▶ [EXCERPT]:
-*-*-

His partner in the crease has greatly appreciated Fernandez’s patience.

“[Manny] has been great,” said Thomas. “For the last year-and-a-half he’s been nothing but a class act. A lot of times when you’re not playing you have a tendency to draw attention to yourself and he hasn’t been like that at all.

“He hasn’t been throwing out the negative vibes at all, and that’s been great,” added Thomas. [Not playing] is very hard…harder I think than the amount of happiness you have when you’re playing well, you know. It’s really hard to be selfless in those situations. 

Thus far Thomas and Fernandez’s playing time has broken down into roughly a 65/35 percentage split, but facing a stretch of 10 games between now and November 29 should mean enough ice time for both masked men.

“One guy gets to play and one guy doesn’t…that’s how it goes in the game of hockey,” said Fernandez, who is 3-1-1 with a .910 save percentage and 2.57 goals against average in five games thus far. “Things could go a million ways, so I don’t want to think too much [about it]. My wife always tells me, ‘Try to keep things simple. Every day is a new day.’ So I just get by one day and look forward to the next.”

-*-*-

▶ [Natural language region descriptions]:
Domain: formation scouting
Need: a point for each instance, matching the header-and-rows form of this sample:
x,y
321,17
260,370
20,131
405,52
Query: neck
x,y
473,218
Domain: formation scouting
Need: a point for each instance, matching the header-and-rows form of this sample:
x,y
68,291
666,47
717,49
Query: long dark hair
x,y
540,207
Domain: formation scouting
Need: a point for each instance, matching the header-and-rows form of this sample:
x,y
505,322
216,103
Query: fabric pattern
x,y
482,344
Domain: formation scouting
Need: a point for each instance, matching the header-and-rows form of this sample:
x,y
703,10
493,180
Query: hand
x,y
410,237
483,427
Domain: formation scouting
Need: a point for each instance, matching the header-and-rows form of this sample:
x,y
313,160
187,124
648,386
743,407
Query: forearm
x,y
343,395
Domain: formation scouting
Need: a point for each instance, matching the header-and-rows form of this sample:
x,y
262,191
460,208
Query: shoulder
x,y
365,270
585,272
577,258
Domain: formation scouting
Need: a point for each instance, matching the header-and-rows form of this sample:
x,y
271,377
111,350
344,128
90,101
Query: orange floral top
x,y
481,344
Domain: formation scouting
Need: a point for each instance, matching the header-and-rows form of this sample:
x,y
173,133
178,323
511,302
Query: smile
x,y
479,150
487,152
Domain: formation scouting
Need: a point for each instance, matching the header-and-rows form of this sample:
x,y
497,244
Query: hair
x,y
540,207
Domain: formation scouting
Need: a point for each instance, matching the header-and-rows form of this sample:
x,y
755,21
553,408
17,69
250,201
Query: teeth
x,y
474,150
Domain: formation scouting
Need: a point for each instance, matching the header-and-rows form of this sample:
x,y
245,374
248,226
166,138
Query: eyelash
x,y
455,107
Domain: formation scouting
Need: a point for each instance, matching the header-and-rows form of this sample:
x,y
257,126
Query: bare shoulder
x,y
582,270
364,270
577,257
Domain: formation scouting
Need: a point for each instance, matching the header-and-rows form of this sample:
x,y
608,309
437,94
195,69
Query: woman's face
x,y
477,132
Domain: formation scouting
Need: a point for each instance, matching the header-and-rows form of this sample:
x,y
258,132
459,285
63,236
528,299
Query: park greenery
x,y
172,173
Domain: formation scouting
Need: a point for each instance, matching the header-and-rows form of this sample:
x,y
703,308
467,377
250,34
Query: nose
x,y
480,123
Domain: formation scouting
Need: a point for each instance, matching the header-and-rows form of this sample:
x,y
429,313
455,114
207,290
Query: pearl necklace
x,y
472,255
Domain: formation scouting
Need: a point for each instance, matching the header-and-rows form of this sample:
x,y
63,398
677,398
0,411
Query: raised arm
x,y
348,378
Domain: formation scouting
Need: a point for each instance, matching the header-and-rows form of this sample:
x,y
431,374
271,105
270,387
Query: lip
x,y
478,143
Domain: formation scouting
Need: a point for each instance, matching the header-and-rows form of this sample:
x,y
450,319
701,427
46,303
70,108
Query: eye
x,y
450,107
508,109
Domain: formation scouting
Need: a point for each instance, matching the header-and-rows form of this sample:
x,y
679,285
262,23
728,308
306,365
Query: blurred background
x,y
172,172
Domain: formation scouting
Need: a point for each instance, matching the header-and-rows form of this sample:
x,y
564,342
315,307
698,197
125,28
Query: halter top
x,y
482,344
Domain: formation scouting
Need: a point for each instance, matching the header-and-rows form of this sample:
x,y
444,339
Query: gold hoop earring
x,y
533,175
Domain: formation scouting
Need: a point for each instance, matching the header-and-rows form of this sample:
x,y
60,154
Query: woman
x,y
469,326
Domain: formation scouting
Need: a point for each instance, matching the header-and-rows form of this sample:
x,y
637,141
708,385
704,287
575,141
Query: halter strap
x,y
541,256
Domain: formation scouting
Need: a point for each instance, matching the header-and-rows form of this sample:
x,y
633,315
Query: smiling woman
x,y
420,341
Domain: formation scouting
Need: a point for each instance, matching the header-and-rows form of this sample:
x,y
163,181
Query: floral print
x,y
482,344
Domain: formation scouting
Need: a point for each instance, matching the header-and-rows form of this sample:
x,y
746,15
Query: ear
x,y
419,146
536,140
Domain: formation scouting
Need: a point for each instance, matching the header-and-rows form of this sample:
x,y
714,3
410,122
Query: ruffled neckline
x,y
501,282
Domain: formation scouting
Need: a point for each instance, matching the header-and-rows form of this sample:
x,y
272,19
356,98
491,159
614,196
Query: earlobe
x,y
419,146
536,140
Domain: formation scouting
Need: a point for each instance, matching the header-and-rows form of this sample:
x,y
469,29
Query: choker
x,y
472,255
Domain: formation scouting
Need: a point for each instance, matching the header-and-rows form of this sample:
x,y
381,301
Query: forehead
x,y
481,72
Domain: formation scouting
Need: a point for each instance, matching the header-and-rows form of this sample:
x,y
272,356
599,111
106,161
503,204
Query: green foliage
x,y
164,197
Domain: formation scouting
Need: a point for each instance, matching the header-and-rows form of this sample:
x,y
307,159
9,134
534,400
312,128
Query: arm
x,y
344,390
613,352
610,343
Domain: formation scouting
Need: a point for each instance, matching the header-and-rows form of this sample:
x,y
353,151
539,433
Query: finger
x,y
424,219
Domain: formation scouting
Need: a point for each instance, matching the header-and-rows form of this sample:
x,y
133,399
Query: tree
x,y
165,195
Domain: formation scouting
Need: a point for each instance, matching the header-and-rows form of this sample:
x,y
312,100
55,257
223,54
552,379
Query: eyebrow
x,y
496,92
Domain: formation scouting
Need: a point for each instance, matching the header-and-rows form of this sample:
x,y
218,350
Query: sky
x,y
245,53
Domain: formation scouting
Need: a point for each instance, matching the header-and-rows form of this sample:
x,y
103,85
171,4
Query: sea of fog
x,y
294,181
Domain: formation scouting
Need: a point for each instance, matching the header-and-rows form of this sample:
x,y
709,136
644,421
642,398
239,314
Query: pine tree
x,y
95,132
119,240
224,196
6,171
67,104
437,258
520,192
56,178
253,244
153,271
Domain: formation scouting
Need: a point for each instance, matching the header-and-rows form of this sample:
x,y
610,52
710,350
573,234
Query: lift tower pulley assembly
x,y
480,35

-*-*-

▶ [EXERCISE AIM]:
Can you reproduce the goaltending excerpt word for word, starting at the words "His partner in" and stopping after "that at all."? Rely on the goaltending excerpt alone.

▶ [ANSWER TO THE EXERCISE]:
His partner in the crease has greatly appreciated Fernandez’s patience.

“[Manny] has been great,” said Thomas. “For the last year-and-a-half he’s been nothing but a class act. A lot of times when you’re not playing you have a tendency to draw attention to yourself and he hasn’t been like that at all.